TASK A.
In the forum thread about esophageal cancer, when is Cathy's next follow-up CT scheduled?
TASK B.
For each statement below, say whether it agrees with the forum thread about esophageal cancer, and quote the words that decide it: (i) Edith's tumor is at the GE junction. (ii) Cathy asked her doctors about her chances of survival. (iii) Cathy had eight weeks of radiation.
TASK C.
Extend the forum thread about esophageal cancer, picking up right after its last post.

I have been reading your experience with this cancer. I was just diagnosed with esophageal cancer stage 3. I am curious to know as to where your tumor was located. Mine is at the GE junction at the bottom of the esophagus next to the stocmach. When you started your treatment what did the doctors tell you about the survival rate for your illness. Sttistics do not appear to be very long. Would appreciate your reply.

Edith Leibel

kitten0385's picture
kitten0385
Posts: 278
Joined: Apr 2009

Hi Edith,

I was diagnosed with stage 3 EC back in October. You're right, when you read all the statistics they don't seem very promising...I have chosen to ignore all the statistics, I want to live my life! I have not even asked my doctors to discuss my chances of survival with me, as I want to fight no matter what. I went through an esophagectomy, and 6 months of chemo, with 5 weeks of radiation. I am finished with treatment at this point and am awaiting another follow up CT at the end of August. I hope you get all the information you're looking for!! William is very knowledgeable about EC!

Cathy

hija68
Posts: 4
Joined: Aug 2009

Hi Cathy:

I just read your response, and am curious whether you are "waiting" for the CT before the next round of chemo or surgery, or neither?

DATA SUPPLIED.
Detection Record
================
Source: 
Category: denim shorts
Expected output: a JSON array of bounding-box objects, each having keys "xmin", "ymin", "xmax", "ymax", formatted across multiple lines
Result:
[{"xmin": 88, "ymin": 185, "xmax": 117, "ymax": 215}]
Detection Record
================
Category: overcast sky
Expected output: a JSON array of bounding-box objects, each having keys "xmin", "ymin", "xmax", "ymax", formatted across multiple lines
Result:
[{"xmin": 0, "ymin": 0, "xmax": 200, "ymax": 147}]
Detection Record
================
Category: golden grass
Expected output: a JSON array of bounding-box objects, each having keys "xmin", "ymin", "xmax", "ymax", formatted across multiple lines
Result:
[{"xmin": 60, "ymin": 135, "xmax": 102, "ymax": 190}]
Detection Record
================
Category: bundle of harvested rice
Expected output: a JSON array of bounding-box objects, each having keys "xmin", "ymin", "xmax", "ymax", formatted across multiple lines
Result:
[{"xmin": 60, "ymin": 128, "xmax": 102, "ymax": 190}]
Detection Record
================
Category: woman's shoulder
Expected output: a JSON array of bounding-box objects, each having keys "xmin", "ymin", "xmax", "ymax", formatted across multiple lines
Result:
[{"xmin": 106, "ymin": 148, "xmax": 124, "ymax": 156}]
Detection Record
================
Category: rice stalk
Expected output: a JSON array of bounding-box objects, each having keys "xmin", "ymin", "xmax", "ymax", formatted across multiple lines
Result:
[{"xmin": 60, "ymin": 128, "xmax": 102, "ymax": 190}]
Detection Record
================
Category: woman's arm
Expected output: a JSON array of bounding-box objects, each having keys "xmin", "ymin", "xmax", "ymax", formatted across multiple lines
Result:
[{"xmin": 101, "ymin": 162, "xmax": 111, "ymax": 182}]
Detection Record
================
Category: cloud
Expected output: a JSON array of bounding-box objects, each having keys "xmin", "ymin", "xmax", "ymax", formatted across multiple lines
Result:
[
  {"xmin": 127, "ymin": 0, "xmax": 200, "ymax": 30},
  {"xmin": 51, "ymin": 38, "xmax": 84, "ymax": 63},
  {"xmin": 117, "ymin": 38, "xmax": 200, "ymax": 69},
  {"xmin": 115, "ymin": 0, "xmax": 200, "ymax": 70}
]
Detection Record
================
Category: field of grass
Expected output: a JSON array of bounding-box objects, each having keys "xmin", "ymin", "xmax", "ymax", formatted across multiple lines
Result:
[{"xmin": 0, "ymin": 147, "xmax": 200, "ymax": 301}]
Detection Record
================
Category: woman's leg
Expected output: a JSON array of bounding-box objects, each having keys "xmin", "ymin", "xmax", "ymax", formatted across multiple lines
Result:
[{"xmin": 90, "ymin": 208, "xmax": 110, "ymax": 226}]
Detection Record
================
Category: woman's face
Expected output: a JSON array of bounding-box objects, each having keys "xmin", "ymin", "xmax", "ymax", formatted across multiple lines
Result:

TASK ANSWER A.
At the end of August.

TASK ANSWER B.
(i) Yes: "Mine is at the GE junction at the bottom of the esophagus"
(ii) No: "I have not even asked my doctors to discuss my chances of survival with me"
(iii) No: "with 5 weeks of radiation"

TASK ANSWER C.
Here is the thing: My father is stage II, and has been given a choice of more chemo or surgery, and basically, has been told he must make this choice now or next week the third round of chemo begins. If he chooses chemo, he won't be eligible later for the surgery (not sure why). Most doctors are telling him the best bet is the surgery.

He would like to talk to someone that choose non-surgical options, but on this site, at least, he has not read anyone that made that choice. He spoke to Bill Marshall yesterday about his experience, and that was very helpful, but again, he would love to hear from someone that choose the non-surgical way.

Thanks for your help and I hope you are doing well.

Best regards,

Deborah

kitten0385's picture
kitten0385
Posts: 278
Joined: Apr 2009

Hi Deborah,

I had surgery in October. I had surgery prior to any treatments, and at this point I'm doing very well. The last CT scan I had was clear, just a small pocket of fluid they're keeping an eye on...not sure why it was there. I was Stage 3, but they were unaware of how large the tumor actually was until surgery, otherwise I would have had chemo/radiation first, then surgery, then follow up chemo. I wouldn't change the way it worked out for me though, it was a great feeling knowing that tumor was out of me! I will say, that I think surgery is definitely a great option. While I am only 24, my surgical recovery wasn't too bad and I was up and walking just 12 hours later. As you have seen from Moe's posts, there can be post surgical complications, but I believe the risks of the complications far outweigh the risk of cancer taking a life. I wish you luck in helping your father make the decisions that are best for him. feel free to message me any time!!

Cathy

Betty in Vegas's picture
Betty in Vegas
Posts: 311
Joined: Jul 2009

he says "you are a statistic of ONE"... and I try to remember that always. My husband is not everyone else. He is himself. He is astounding the medical community with how well he is doing...and me. He does not adhere to the "Norms." not at all.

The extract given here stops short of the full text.